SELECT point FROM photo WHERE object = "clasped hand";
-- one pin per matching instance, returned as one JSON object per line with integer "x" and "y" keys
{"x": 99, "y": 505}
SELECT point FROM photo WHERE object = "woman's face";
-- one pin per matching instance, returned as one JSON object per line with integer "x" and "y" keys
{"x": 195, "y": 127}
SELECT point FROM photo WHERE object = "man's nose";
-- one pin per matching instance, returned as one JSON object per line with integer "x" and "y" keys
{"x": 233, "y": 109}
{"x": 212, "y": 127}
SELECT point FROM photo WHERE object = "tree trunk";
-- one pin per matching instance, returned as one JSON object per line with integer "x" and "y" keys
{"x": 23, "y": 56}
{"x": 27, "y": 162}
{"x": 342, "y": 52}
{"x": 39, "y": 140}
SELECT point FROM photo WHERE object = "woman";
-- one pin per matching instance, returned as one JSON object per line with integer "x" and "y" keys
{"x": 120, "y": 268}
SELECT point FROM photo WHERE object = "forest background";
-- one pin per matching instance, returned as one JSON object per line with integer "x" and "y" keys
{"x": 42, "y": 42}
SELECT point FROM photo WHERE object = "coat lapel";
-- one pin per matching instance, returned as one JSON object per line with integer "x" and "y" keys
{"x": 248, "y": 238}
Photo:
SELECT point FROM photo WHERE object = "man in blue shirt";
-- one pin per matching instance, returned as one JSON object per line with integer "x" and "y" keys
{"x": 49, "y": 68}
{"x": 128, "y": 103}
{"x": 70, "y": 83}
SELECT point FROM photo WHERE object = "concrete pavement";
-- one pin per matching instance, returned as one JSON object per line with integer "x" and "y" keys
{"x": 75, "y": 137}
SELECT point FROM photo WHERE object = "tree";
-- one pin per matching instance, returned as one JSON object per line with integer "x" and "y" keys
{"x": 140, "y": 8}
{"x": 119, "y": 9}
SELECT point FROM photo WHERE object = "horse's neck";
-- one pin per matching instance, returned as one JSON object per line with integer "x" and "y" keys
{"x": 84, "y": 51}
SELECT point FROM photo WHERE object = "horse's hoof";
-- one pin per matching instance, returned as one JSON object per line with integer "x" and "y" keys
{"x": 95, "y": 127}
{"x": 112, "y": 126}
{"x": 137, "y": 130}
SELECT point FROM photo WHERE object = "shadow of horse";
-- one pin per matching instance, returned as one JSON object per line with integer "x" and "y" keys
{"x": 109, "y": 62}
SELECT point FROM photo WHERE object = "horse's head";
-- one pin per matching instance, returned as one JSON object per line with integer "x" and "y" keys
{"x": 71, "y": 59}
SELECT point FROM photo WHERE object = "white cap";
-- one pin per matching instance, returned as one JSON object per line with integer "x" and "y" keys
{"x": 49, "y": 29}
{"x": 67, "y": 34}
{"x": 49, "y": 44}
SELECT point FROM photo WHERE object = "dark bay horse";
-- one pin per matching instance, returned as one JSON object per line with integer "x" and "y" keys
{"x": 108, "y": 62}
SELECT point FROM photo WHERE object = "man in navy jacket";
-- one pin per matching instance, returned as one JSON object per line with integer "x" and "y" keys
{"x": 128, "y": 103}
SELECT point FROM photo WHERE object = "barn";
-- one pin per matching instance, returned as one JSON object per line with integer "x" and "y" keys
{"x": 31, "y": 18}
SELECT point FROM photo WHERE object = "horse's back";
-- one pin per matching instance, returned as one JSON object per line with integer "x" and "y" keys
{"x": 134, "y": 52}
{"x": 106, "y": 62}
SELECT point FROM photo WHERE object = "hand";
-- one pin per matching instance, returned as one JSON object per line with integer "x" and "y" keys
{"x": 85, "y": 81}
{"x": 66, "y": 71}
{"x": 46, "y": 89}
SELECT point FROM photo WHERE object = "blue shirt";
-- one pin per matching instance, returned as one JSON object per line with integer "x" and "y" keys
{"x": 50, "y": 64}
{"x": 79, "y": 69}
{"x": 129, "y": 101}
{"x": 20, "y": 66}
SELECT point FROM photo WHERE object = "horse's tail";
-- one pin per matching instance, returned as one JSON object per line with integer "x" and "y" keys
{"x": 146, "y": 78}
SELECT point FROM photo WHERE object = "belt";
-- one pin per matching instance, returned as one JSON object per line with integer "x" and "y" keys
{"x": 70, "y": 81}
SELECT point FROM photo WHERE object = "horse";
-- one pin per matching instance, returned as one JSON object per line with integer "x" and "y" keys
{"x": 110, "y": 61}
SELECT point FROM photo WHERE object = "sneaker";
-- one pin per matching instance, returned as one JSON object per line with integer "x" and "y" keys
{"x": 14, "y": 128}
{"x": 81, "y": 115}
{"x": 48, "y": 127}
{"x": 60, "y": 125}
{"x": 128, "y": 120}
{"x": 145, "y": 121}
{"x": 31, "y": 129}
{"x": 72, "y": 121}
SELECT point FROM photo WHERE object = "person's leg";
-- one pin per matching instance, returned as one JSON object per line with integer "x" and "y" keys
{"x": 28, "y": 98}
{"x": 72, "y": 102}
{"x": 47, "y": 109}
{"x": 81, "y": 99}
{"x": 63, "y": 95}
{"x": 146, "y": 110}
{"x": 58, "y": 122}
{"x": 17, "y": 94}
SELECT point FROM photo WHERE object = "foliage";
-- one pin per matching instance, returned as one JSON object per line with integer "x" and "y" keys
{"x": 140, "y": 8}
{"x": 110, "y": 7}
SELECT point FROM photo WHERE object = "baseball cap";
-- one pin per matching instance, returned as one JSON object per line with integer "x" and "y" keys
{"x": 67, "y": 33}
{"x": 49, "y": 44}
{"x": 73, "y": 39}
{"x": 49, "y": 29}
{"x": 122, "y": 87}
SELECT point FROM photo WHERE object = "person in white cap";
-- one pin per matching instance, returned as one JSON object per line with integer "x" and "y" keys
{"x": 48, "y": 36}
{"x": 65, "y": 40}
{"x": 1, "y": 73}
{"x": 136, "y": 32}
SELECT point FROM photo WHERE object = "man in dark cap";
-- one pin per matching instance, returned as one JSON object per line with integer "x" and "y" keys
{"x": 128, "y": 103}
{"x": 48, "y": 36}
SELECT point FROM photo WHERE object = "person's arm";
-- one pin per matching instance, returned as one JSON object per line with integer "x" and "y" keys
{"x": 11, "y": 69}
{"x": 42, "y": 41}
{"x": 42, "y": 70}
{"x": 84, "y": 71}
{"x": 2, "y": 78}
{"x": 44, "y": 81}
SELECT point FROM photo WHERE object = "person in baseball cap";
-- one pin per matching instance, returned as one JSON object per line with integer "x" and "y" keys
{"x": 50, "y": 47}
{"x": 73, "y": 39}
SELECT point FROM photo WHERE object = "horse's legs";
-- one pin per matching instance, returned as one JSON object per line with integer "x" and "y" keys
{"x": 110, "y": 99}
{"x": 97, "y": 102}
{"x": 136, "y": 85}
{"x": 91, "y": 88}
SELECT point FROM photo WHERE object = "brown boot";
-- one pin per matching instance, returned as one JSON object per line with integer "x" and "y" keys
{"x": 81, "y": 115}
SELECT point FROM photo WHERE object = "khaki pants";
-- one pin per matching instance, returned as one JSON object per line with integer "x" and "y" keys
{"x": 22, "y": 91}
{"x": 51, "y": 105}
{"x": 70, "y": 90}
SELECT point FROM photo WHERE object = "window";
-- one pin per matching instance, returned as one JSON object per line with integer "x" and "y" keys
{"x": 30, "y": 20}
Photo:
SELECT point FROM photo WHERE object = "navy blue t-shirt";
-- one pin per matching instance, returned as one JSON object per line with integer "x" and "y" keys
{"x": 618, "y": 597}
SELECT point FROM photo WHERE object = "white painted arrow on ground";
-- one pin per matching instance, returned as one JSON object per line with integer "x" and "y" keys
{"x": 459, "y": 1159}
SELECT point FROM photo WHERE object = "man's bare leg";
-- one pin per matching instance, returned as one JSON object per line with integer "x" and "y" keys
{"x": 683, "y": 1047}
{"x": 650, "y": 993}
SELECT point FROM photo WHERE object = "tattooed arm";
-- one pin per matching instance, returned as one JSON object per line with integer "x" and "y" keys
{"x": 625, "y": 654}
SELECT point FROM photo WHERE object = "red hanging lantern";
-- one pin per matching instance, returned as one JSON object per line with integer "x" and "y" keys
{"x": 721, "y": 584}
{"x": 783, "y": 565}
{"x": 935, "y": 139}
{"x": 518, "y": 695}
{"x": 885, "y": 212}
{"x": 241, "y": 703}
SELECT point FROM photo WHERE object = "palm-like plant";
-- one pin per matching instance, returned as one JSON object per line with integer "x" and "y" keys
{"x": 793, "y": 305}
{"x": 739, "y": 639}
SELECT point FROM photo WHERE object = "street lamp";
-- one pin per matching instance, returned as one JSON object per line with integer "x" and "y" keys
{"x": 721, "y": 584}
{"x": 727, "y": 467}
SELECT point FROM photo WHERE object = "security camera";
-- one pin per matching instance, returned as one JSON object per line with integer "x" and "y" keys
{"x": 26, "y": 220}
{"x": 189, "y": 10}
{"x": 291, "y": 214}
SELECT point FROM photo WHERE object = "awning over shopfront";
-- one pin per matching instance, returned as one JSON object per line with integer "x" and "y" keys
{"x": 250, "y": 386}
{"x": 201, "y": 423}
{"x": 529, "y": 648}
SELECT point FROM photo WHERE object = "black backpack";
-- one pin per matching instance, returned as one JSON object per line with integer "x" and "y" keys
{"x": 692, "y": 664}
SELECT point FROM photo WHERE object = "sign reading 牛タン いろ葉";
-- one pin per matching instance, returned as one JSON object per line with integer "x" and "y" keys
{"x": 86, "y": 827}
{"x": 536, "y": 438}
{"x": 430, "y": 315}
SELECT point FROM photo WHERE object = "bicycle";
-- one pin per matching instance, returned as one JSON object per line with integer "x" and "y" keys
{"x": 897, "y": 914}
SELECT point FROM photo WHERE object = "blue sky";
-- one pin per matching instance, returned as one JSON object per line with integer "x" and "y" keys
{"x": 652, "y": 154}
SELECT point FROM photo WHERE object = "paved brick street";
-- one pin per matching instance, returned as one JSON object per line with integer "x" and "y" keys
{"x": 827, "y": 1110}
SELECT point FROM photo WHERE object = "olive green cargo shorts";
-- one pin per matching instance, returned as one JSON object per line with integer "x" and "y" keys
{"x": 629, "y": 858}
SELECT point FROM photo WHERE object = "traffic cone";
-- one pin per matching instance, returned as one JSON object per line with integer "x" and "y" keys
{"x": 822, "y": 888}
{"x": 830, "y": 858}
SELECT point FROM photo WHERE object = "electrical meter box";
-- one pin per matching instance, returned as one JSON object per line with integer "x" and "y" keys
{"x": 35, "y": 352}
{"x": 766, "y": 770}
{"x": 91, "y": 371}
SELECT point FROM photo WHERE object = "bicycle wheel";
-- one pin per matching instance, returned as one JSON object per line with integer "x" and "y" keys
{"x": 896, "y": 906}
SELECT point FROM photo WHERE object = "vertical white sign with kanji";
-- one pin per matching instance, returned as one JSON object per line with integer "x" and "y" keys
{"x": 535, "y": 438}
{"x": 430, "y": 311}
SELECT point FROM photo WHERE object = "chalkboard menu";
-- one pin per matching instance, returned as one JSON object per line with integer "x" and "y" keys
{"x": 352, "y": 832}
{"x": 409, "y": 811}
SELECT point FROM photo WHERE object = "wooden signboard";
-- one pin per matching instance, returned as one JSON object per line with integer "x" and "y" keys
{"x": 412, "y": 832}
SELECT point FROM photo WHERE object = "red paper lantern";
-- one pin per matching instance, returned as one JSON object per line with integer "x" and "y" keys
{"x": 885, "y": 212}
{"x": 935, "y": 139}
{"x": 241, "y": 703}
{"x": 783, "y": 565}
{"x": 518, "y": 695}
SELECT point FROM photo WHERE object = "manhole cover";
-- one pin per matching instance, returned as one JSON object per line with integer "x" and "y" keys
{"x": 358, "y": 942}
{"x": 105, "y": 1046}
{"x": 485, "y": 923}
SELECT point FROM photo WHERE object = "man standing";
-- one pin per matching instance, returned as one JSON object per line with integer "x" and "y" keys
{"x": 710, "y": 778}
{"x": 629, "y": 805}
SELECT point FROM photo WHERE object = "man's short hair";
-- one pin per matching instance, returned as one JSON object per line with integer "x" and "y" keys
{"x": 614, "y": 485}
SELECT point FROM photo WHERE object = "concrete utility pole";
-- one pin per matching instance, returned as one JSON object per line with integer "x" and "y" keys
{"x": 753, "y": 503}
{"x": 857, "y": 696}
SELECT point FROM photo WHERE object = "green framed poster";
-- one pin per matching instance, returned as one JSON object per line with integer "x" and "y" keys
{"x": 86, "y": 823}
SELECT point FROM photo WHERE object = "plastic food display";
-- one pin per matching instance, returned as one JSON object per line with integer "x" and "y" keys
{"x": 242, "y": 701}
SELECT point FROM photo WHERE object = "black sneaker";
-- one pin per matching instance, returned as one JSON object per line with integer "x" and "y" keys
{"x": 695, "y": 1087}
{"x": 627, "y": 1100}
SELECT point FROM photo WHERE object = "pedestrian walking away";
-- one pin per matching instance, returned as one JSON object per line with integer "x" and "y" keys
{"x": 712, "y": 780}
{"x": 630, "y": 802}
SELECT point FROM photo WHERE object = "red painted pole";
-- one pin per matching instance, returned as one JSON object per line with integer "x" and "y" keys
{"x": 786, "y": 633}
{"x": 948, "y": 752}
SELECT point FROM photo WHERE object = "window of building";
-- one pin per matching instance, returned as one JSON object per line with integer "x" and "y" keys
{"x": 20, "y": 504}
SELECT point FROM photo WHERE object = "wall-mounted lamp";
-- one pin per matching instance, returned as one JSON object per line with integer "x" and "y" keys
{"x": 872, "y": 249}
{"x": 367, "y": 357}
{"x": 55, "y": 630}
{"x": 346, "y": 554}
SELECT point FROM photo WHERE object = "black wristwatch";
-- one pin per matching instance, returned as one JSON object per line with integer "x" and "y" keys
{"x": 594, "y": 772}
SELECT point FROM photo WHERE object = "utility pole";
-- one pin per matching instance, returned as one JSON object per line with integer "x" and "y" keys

==*==

[What to do]
Select and copy each line of the lines above that contains the string "horse", matching case exactly.

[Task output]
SELECT point FROM photo WHERE object = "horse's neck";
SELECT point FROM photo WHERE object = "horse's hoof";
SELECT point FROM photo WHERE object = "shadow of horse";
SELECT point FROM photo WHERE object = "horse's head";
SELECT point FROM photo WHERE object = "dark bay horse";
SELECT point FROM photo WHERE object = "horse's back";
SELECT point FROM photo WHERE object = "horse's tail";
SELECT point FROM photo WHERE object = "horse";
SELECT point FROM photo WHERE object = "horse's legs";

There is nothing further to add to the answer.